* _EXERCÍCIO A_:
Por favor, reescreva o texto sobre Paulo Freire de "Em apresentação do" a "1999, pg. 9).", substituindo "sociedade" por "comunidade".
* _EXERCÍCIO B_:
Verta para o inglês esta frase do texto sobre Paulo Freire: "Os artigos que compõem este livro são originários de textos escritos e apresentados por Freire em diferentes palestras em 1981 a 1982."
* _EXERCÍCIO C_:
Escreva a continuação do texto sobre Paulo Freire, começando logo após a última frase dele.

* _TRECHO FORNECIDO_:
--------------------------------------------------

Edição 104 - set/13
Ler a vida, ler o mundo, reescrever a esperança
Um dos livros mais lidos e reeditados de Paulo Freire, sem falar, é claro, de Pedagogia do oprimido (1987), é o intitulado A importância do ato de ler: em três artigos que se completam (FREIRE,
Cortez, 1992) que, em 1999 já se encontrava em sua 37ª edição. Os
artigos que compõem este livro são originários de textos escritos e
apresentados por Freire em diferentes palestras em 1981 a 1982.
Portanto, há mais de 30 anos. Mesmo assim, estamos falando de reflexões
atualíssimas, 32 e 33 anos após as suas publicações, sobretudo, no
sentido de reafirmarem a natureza política e transformadora da educação e
da leitura.
Em apresentação do próprio Paulo Freire, para a edição de 1999, ele escreve que
Em sociedade que exclui dois terços de sua população e que impõe
ainda profundas injustiças à grande parte do terço para o qual funciona,
é urgente que a questão da leitura e da escrita seja vista
enfaticamente sob o ângulo da luta política e que a compreensão
científica do problema traz sua contribuição (FREIRE, 1999, pg. 9).
Freire está se referindo à luta política que se fazia e ainda hoje se
faz necessária, visando “à superação dos obstáculos impostos às classes
populares para que leiam e escrevam”. (idem). E estes obstáculos, que
antes se limitavam à alfabetização da leitura e da escrita, hoje
ampliam-se para outros campos: analfabetismo cultural, analfabetismo
digital, analfabetismo tecnológico e assim por diante. Nesse sentido, é
inequívoca a relevância de retomarmos esta discussão em tempos de
marchas e de participação social e popular em pleno século 21 (em tempos
de CONAE 2014!), de protestos organizados, desorganizados, que se dizem
“apolíticos” e “apartidários”, mas também de movimentos políticos,
organizados, partidarizados, de marchas dos indignados do/pelo mundo e
dos “black bloc”[1]
que, ao seu modo, escrevem novas e importantes páginas na nossa
história. E vejam que interessante: acabei de reler e aqui registro um
outro texto de Paulo Freire, escrito “recentemente”, prefaciando a
edição brasileira do livro Alunos Felizes: reflexão sobre a alegria na escola a partir de textos literários, de Georges Snyders (SNYDERS, 2005):
(...) Para quem duvida que a alegria de viver está sendo intensamente
assumida pela juventude hoje, que se dê conta da geração de
adolescentes e jovens que, recentemente, enchendo as praças e as ruas,
cantando, de cara pintada, vestidos multicolormente, inauguravam uma
nova forma de fazer política. Se batiam pelo impedimento do presidente,
finalmente conseguido. Não vieram às ruas sisudos, de paletó e gravata,
de colarinho duro. Vieram em algazarra criadora. Vieram cantando. Vieram
alegres e firmes. Falaram. Criticaram. Choraram. Exigiram vergonha
(...)”. (FREIRE, janeiro de 1993. In: SNYDERS, 2005. p. 10).[2]
Refletindo sobre a importância de realizarmos diferentes leituras,
visando ao nosso melhor fazer docente, sobretudo em tempos em que ainda
escutamos que educadoras e educadores não se interessam por esta prática
– afirmação certamente “desajustada” e descontextualizada, que não
considera nem a falta de qualidade de muitas publicações hoje existentes
(sobretudo no campo da autoajuda) e, muito menos, o preço exorbitante
dos livros, nem mesmo os salários aviltantes que continuamos recebendo,
tendo um dos menores pisos salariais do país, em comparação com outras
profissões, com o mesmo nível de formação: R$ 1.567,00. Um número fácil
de decorar, de entristecer e capaz de desencorajar as novas e futuras
gerações a se interessarem pelo magistério.

--------------------------------------------------

* _DADOS EXIBIDOS_:
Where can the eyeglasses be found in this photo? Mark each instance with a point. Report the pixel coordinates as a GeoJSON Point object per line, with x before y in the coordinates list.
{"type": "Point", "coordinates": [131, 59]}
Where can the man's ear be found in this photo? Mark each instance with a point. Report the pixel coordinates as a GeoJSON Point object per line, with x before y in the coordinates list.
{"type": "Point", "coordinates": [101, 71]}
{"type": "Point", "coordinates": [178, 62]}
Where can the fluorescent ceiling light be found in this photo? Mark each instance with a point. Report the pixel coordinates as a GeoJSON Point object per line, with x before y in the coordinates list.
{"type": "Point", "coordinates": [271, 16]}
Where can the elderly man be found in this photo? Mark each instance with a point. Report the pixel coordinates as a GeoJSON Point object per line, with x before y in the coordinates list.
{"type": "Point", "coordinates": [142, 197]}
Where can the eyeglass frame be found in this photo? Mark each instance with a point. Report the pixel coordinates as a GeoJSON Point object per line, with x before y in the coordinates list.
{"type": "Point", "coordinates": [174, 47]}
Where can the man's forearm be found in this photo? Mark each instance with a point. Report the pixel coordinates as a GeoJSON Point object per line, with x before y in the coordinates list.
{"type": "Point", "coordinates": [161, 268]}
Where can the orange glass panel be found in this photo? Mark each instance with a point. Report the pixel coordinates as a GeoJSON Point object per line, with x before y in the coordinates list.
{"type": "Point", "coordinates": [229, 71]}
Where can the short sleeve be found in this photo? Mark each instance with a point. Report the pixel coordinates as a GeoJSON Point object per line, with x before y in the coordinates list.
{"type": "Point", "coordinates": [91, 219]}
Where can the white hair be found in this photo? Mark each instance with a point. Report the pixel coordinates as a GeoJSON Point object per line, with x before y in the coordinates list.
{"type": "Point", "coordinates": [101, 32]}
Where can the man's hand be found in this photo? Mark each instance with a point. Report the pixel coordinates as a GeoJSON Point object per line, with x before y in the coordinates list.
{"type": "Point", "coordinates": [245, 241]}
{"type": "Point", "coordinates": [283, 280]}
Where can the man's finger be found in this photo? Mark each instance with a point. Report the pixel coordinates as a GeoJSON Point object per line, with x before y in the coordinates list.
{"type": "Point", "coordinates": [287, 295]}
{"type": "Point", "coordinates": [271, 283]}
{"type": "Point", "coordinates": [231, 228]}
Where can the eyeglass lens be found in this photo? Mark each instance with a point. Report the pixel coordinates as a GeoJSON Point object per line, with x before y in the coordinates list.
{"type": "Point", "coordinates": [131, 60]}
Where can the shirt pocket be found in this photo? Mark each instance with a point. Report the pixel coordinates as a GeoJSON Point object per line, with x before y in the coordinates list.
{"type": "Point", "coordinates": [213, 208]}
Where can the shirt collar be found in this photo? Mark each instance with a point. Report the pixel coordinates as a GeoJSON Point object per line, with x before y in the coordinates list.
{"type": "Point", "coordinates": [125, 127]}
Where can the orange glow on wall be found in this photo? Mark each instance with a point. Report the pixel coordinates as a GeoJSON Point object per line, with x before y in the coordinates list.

--------------------------------------------------

* _RESPOSTA FINAL A_:
Em apresentação do próprio Paulo Freire, para a edição de 1999, ele escreve que
Em comunidade que exclui dois terços de sua população e que impõe
ainda profundas injustiças à grande parte do terço para o qual funciona,
é urgente que a questão da leitura e da escrita seja vista
enfaticamente sob o ângulo da luta política e que a compreensão
científica do problema traz sua contribuição (FREIRE, 1999, pg. 9).

* _RESPOSTA FINAL B_:
The articles that make up this book originate from texts written and presented by Freire in different lectures from 1981 to 1982.

* _RESPOSTA FINAL C_:
Em 2013 comemoramos 50 anos da marcante e simbólica experiência de
Paulo Freire em Angicos, alfabetizando 300 pessoas em 40 dias, abrindo a
oportunidade de o Brasil enfrentar, desde aquela época, os já 14
milhões de brasileiras e brasileiros analfabetos, números que, hoje,
pasmem, (50 anos depois!) são praticamente os mesmos – isso, sem
falarmos no número do analfabetismo funcional da leitura e da escrita,
muito maior que isso, e que ainda assola o nosso país.
Como forma de contribuir para superar estes dados alarmantes da
educação nacional é que se faz necessário a valorização da leitura em
todos os seus significados e amplitudes. Registro aqui, para provocar
nossa reflexão sobre o tema, três de suas variáveis: ler a vida, ler o
mundo, reescrever a esperança.
Ler é sempre um ato de conhecimento, de aprendizagem, de ensinamento,
de crescimento pessoal e coletivo: a leitura nos inspira, alegra a
nossa alma, resgata as nossas lembranças, provoca a nossa ira, causa-nos
emoções, muda a nossa vida, acalma, aproxima-nos de outras pessoas e de
outras culturas, fortalecendo-nos para a luta e para as transformações
sociais que buscamos por meio da própria educação. Mas não basta apenas
“ler”. Trata-se de ler, de tomar consciência da realidade lida e, com
base nesse movimento, buscar transformar a realidade e a nós mesmos/as.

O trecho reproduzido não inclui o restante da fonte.